Problem statement: Please reproduce every line of the data below verbatim, from the first line to the last, without changing anything.

Records:
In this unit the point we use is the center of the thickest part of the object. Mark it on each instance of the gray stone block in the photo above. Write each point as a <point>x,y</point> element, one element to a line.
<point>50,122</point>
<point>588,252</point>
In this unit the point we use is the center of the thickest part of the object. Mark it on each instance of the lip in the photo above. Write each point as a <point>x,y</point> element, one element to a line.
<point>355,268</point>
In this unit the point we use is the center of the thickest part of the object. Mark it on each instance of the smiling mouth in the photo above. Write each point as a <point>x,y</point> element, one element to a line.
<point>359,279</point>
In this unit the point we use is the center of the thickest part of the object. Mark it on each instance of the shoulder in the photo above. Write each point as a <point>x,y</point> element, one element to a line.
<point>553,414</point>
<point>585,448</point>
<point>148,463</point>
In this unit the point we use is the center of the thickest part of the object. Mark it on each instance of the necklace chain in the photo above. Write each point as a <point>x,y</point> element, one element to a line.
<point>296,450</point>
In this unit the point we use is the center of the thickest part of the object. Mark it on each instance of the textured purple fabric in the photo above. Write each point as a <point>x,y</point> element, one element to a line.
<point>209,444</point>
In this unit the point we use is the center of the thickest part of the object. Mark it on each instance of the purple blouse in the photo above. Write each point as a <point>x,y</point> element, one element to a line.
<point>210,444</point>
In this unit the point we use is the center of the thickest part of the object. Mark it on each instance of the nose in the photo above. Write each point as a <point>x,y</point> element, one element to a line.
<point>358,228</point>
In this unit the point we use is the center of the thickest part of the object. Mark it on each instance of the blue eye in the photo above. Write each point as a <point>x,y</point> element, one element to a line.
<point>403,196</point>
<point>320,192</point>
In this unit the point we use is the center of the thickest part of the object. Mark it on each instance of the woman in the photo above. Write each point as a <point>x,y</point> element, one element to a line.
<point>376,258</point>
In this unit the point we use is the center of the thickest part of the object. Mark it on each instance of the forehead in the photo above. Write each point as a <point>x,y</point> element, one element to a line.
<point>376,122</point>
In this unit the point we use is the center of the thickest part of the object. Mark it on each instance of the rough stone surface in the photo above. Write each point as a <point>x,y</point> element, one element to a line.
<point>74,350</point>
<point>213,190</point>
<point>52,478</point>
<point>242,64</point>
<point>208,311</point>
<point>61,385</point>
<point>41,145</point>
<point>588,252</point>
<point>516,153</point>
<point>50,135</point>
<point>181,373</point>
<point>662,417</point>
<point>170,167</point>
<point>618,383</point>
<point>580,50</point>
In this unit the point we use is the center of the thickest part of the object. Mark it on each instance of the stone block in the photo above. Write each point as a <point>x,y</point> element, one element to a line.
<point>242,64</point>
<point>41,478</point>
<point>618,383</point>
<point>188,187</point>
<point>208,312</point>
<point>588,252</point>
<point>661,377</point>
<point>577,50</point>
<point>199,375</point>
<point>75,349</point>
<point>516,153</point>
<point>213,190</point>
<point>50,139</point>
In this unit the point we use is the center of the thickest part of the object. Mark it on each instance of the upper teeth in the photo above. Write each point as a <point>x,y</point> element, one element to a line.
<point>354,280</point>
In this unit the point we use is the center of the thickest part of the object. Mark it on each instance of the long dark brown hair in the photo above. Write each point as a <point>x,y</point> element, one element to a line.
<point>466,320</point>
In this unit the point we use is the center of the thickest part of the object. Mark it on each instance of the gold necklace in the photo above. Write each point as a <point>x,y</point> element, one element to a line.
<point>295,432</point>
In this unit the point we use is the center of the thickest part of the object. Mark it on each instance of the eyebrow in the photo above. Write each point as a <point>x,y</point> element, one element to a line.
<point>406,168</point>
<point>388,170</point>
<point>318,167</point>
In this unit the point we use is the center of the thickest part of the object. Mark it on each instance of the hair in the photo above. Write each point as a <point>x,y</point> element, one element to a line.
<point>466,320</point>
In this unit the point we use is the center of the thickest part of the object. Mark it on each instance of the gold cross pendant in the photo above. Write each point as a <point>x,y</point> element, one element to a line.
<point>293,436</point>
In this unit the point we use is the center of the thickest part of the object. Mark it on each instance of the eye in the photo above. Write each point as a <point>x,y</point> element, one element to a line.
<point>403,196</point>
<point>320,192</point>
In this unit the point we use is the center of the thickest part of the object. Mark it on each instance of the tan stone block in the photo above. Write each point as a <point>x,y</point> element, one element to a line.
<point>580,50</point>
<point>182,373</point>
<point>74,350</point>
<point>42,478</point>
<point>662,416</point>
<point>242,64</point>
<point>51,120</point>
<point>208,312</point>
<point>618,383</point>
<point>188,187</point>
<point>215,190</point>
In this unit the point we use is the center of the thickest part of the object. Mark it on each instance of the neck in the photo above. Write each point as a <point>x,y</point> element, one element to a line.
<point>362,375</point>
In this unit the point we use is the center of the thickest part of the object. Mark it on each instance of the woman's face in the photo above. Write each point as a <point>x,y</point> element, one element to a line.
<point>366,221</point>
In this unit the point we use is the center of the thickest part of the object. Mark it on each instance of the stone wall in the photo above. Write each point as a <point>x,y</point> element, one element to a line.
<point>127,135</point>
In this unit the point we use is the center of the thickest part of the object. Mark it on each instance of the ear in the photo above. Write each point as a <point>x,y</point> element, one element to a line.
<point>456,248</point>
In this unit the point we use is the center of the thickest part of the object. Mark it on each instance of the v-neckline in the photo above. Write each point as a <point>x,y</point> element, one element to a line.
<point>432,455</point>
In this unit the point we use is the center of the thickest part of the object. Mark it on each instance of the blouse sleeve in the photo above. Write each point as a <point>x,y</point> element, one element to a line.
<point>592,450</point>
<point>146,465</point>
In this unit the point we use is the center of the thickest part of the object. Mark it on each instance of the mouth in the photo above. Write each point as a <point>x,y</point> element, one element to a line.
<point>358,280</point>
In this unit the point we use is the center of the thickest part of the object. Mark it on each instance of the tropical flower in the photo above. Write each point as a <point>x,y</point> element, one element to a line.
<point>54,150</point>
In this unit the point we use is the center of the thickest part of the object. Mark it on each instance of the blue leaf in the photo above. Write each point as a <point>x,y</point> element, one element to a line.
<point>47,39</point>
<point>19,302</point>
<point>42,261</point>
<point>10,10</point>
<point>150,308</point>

Answer to this task:
In this unit the point we use is the center of the thickest part of the object. Mark it on each instance of the gray stone block in the photo above. Write each point as a <point>x,y</point> element, one element to a line.
<point>50,122</point>
<point>588,252</point>
In this unit the point we use is the center of the thickest part of the object. Mark it on each instance of the lip in the photo above. Write each point as a <point>x,y</point> element, one element to a line.
<point>355,268</point>
In this unit the point we use is the center of the thickest part of the object. Mark it on each instance of the smiling mouth in the photo above. Write each point as a <point>x,y</point> element, one element to a line.
<point>359,279</point>
In this unit the point we use is the center of the thickest part of the object. Mark it on each instance of the shoulder in the photo above. Write each point as a <point>x,y</point> element, one element to a line.
<point>553,414</point>
<point>585,448</point>
<point>148,463</point>
In this unit the point we use is the center of the thickest part of the object. Mark it on each instance of the necklace chain in the photo above. Write each point as a <point>x,y</point> element, one element to a line.
<point>296,450</point>
In this unit the point we use is the center of the thickest part of the object. Mark it on each instance of the textured purple fabric in the photo above. Write each point as a <point>x,y</point> element, one element to a line.
<point>209,444</point>
In this unit the point we use is the center of the thickest part of the object. Mark it on each instance of the purple blouse in the photo above. Write each point as a <point>x,y</point> element, one element to a line.
<point>210,444</point>
In this unit the point we use is the center of the thickest part of the object. Mark it on each instance of the nose in the photo above. Write each point as a <point>x,y</point> element, one element to a line.
<point>358,228</point>
In this unit the point we use is the center of the thickest part of the object. Mark it on each instance of the blue eye in the photo above. Write each point as a <point>x,y</point> element, one element to a line.
<point>403,196</point>
<point>320,192</point>
In this unit the point we use is the center of the thickest part of the object. Mark it on each instance of the woman in the photo above. Write each point as a <point>x,y</point> element, one element to a line.
<point>376,258</point>
In this unit the point we use is the center of the thickest part of the object. Mark it on each instance of the forehead in the photo above. Write each point as a <point>x,y</point> element, one element to a line.
<point>376,122</point>
In this unit the point we use is the center of the thickest part of the object. Mark it on each instance of the rough stone surface in the photo above. Write each point as a <point>x,y</point> element, one element to a line.
<point>74,350</point>
<point>213,190</point>
<point>52,478</point>
<point>242,64</point>
<point>208,311</point>
<point>61,385</point>
<point>41,145</point>
<point>588,252</point>
<point>516,153</point>
<point>50,135</point>
<point>181,373</point>
<point>662,417</point>
<point>170,167</point>
<point>618,383</point>
<point>580,50</point>
In this unit the point we use is the center of the thickest part of the object. Mark it on each instance of the stone block in the photo above. Write each point as a <point>x,y</point> element, one element to a line.
<point>242,64</point>
<point>41,478</point>
<point>618,383</point>
<point>188,187</point>
<point>208,312</point>
<point>588,252</point>
<point>661,377</point>
<point>577,50</point>
<point>199,375</point>
<point>75,349</point>
<point>516,153</point>
<point>213,190</point>
<point>50,139</point>
In this unit the point we use is the center of the thickest part of the object. Mark it on each instance of the upper teeth in the photo above. Write each point as a <point>x,y</point> element, one element to a line.
<point>354,280</point>
In this unit the point we use is the center of the thickest part of the object. Mark it on each instance of the long dark brown hair in the photo above. Write each point as a <point>x,y</point> element, one element to a line.
<point>466,320</point>
In this unit the point we use is the center of the thickest part of the object. Mark it on each instance of the gold necklace in the photo above. Write each point as a <point>x,y</point> element, one element to a line.
<point>295,432</point>
In this unit the point we use is the center of the thickest part of the object. Mark it on each instance of the eyebrow in the photo above. Write each point as a <point>x,y</point> element, one element to a line.
<point>406,168</point>
<point>388,170</point>
<point>318,167</point>
In this unit the point we use is the center of the thickest part of the object. Mark it on each instance of the hair in the photo above. Write each point as a <point>x,y</point> element, one element to a line.
<point>466,320</point>
In this unit the point we use is the center of the thickest part of the object. Mark it on each instance of the gold cross pendant in the photo above. Write each point as a <point>x,y</point> element, one element to a line.
<point>293,436</point>
In this unit the point we use is the center of the thickest part of the object. Mark it on each instance of the eye in the photo above. Write each point as a <point>x,y</point> element, one element to a line.
<point>403,196</point>
<point>320,192</point>
In this unit the point we use is the center of the thickest part of the object. Mark it on each instance of the tan stone block in the photo above. Write each point as a <point>x,y</point> element, one element to a line.
<point>580,50</point>
<point>182,373</point>
<point>74,350</point>
<point>42,478</point>
<point>662,416</point>
<point>242,64</point>
<point>51,120</point>
<point>208,312</point>
<point>618,383</point>
<point>188,187</point>
<point>215,190</point>
In this unit the point we use is the center of the thickest part of the object. Mark it on each instance of the neck in the photo above. Write each point as a <point>x,y</point> element, one element to a line.
<point>362,375</point>
In this unit the point we use is the center of the thickest part of the object. Mark it on each instance of the woman's face in the photo above. Write each point as a <point>x,y</point> element, one element to a line.
<point>366,221</point>
In this unit the point we use is the center of the thickest part of the object. Mark it on each instance of the stone wall in the photo above. Write each point as a <point>x,y</point> element, one element to a line.
<point>127,135</point>
In this unit the point we use is the center of the thickest part of the object. Mark it on each instance of the ear in the photo above. Write each point as a <point>x,y</point> element, one element to a line.
<point>456,248</point>
In this unit the point we use is the center of the thickest part of the object. Mark it on each instance of the v-neckline in the photo above. Write each point as a <point>x,y</point> element, one element to a line.
<point>432,455</point>
In this unit the point we use is the center of the thickest part of the object. Mark it on each instance of the blouse sleeve in the photo above. Write each point as a <point>x,y</point> element, one element to a line.
<point>592,450</point>
<point>146,465</point>
In this unit the point we use is the center of the thickest part of the object. Mark it on each instance of the mouth in the photo above. Write each point as a <point>x,y</point> element, one element to a line.
<point>358,280</point>
In this unit the point we use is the center of the thickest part of the object. Mark it on each instance of the tropical flower in the photo above. Write each point as a <point>x,y</point> element, one element to a line.
<point>54,150</point>
In this unit the point we use is the center of the thickest part of the object. Mark it on each instance of the blue leaf in the photo above. Write each point as a <point>x,y</point> element, one element to a line.
<point>47,39</point>
<point>19,302</point>
<point>42,261</point>
<point>10,10</point>
<point>150,308</point>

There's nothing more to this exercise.